## Provided data:
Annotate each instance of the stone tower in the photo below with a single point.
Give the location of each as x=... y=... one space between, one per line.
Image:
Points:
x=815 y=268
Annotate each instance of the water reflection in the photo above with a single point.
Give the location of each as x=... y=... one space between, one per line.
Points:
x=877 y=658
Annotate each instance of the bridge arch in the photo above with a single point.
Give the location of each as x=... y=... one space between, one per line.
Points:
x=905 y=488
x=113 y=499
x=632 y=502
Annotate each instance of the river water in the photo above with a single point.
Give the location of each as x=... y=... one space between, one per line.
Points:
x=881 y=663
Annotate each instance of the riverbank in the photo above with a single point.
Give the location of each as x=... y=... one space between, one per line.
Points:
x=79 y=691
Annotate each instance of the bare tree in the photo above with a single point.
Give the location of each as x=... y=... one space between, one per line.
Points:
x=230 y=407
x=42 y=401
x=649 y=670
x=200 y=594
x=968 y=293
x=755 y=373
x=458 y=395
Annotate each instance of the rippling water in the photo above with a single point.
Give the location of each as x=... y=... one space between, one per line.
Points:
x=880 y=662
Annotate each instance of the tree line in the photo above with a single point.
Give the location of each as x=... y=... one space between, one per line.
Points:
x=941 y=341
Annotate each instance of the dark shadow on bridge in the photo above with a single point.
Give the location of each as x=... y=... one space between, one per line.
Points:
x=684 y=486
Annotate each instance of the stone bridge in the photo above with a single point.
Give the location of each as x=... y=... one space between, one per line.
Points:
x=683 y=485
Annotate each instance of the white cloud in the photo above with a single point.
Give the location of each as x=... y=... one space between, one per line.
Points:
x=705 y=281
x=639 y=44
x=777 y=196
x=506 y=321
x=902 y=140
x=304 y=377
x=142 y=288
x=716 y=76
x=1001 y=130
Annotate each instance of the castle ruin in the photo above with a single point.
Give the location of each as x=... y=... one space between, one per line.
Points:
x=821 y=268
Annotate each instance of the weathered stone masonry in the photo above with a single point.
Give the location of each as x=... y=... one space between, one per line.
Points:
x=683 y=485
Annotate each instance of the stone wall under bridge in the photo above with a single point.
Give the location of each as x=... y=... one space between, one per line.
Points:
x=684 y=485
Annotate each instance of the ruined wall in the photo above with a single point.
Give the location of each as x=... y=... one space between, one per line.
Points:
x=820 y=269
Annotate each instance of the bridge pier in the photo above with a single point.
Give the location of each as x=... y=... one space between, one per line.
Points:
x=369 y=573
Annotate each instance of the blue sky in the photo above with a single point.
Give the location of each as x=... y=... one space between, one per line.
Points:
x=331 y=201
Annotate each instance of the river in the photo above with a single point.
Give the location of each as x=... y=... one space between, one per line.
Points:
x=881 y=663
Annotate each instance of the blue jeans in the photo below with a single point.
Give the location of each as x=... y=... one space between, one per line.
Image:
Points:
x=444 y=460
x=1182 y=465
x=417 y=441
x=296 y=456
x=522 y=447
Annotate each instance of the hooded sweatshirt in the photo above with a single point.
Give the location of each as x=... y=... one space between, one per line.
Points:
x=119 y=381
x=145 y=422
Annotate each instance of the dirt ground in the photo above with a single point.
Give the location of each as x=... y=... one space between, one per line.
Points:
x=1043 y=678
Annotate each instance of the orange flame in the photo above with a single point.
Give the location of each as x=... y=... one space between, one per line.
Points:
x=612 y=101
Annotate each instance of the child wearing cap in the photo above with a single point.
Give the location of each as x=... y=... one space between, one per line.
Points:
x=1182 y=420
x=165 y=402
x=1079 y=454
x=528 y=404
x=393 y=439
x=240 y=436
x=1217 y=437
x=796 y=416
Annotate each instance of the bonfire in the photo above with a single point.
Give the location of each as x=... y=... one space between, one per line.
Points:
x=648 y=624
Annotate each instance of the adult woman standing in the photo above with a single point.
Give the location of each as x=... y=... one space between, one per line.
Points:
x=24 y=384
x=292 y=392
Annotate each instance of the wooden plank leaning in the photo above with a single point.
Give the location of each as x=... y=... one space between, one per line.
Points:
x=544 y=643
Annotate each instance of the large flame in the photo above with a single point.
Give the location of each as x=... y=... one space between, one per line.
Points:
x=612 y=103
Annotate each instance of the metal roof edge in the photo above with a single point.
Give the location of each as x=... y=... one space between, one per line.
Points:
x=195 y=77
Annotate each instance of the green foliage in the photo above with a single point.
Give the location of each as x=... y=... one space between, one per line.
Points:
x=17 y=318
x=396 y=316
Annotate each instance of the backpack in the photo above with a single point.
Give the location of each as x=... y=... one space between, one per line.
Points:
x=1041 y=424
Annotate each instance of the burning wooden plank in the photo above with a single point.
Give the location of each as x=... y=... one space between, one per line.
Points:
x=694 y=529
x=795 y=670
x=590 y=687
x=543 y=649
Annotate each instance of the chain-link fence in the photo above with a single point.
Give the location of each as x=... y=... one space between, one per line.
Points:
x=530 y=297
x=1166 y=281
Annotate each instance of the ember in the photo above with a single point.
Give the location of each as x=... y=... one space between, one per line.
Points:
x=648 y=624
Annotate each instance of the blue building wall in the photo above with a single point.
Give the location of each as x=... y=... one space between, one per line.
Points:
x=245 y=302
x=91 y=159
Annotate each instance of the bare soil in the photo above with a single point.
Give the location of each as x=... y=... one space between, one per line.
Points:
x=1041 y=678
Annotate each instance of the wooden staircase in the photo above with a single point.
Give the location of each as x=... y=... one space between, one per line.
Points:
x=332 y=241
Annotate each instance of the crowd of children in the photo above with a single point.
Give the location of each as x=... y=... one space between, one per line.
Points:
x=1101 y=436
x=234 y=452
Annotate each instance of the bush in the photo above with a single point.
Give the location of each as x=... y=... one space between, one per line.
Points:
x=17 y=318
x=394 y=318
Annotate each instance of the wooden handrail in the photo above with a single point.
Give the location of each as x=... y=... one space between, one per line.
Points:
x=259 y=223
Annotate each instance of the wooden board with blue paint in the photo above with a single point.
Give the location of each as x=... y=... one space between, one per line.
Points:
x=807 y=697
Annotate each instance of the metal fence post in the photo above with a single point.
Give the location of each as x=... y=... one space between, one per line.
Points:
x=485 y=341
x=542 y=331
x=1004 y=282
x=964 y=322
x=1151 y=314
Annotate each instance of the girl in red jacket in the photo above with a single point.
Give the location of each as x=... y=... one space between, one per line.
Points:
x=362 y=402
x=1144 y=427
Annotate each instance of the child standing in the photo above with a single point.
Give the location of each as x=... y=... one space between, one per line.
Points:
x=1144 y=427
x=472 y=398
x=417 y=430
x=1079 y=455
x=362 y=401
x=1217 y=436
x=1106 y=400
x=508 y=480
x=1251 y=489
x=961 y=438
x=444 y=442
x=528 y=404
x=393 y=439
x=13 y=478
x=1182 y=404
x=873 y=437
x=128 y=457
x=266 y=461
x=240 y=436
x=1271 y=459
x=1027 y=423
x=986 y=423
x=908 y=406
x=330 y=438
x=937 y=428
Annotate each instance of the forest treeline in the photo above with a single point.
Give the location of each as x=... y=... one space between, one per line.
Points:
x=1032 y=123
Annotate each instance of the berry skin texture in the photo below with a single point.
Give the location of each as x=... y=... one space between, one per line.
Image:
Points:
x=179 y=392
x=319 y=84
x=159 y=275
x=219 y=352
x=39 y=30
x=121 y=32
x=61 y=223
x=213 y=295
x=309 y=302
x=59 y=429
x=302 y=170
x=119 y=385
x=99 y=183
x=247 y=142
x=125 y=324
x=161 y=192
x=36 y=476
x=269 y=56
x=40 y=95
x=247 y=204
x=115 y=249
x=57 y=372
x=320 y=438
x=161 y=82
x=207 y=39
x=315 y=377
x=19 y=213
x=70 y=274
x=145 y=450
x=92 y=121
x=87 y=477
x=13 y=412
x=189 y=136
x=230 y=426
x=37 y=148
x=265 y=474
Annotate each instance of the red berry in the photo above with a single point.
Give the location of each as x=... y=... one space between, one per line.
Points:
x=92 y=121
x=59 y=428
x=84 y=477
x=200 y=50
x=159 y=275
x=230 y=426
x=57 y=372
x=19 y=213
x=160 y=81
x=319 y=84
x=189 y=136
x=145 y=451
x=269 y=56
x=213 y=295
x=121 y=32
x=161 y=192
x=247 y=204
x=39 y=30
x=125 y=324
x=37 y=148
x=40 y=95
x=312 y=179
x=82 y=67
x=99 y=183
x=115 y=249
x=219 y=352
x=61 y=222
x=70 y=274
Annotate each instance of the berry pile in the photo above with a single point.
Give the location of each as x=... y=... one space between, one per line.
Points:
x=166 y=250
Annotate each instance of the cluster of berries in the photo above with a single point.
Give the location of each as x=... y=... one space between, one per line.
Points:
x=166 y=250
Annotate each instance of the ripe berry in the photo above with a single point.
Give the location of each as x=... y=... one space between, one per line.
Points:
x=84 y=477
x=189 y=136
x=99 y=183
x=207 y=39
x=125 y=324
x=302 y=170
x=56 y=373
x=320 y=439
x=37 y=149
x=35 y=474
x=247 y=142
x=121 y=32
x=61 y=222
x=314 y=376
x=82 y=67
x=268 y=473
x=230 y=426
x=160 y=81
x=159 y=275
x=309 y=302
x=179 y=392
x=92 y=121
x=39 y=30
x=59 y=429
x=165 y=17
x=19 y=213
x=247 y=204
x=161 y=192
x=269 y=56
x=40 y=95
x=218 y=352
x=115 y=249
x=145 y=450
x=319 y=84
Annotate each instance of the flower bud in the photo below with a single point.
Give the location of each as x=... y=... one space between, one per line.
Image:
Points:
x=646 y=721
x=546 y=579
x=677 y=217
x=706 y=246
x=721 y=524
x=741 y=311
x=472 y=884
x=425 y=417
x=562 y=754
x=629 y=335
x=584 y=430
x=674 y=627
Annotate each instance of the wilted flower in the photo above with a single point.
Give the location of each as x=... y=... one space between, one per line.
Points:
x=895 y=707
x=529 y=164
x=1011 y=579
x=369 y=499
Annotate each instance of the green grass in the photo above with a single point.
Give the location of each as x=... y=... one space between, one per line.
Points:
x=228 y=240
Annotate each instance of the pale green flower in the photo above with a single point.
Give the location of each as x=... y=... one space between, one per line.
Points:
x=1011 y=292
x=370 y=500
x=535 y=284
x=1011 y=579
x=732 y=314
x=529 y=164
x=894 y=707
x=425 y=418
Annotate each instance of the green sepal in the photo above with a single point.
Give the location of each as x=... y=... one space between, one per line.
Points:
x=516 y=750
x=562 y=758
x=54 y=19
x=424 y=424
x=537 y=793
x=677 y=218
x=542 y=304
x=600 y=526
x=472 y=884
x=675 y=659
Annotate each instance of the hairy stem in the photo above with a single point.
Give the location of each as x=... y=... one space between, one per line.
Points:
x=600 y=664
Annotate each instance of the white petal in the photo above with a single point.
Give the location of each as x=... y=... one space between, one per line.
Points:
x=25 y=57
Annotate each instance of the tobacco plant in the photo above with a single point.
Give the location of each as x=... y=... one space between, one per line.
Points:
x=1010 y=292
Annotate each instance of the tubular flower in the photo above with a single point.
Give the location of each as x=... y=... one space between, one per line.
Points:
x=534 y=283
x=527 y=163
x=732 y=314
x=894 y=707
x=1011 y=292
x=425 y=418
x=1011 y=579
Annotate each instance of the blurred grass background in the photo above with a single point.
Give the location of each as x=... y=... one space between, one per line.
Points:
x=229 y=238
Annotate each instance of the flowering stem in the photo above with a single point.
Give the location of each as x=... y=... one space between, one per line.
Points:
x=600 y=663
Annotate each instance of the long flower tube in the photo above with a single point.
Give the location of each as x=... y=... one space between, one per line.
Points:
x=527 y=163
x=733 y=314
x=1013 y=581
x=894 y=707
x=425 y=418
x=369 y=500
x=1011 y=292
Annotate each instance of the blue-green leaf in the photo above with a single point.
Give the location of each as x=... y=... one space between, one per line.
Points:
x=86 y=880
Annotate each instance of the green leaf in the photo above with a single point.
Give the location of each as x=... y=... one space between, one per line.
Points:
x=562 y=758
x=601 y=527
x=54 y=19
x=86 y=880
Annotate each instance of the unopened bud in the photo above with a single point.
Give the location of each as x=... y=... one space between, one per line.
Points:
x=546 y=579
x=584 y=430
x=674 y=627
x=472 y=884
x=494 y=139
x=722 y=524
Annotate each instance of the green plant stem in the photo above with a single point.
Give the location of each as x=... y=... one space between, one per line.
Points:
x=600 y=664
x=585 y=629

## Work item:
Among the records above, repeat exactly the line with "Annotate each instance of the ruined", the line with "Annotate each instance of the blue jeans", and every line in between, and only those.

## Answer box:
Annotate each instance of the ruined wall in the photo above with a single point.
Give the location of each as x=... y=... one space between, one per line.
Points:
x=820 y=269
Annotate each instance of the bridge pier in the photo above with a single point.
Give the location of each as x=... y=... one space between, one per line.
Points:
x=369 y=573
Annotate each instance of the blue sky in the photo above with a single point.
Give the location of each as x=... y=... one space between, one per line.
Points:
x=331 y=201
Annotate each instance of the river in the photo above with a single point.
Give the location of each as x=... y=... one space between, one per line.
Points:
x=881 y=663
Annotate each instance of the blue jeans in the photo below with a single point.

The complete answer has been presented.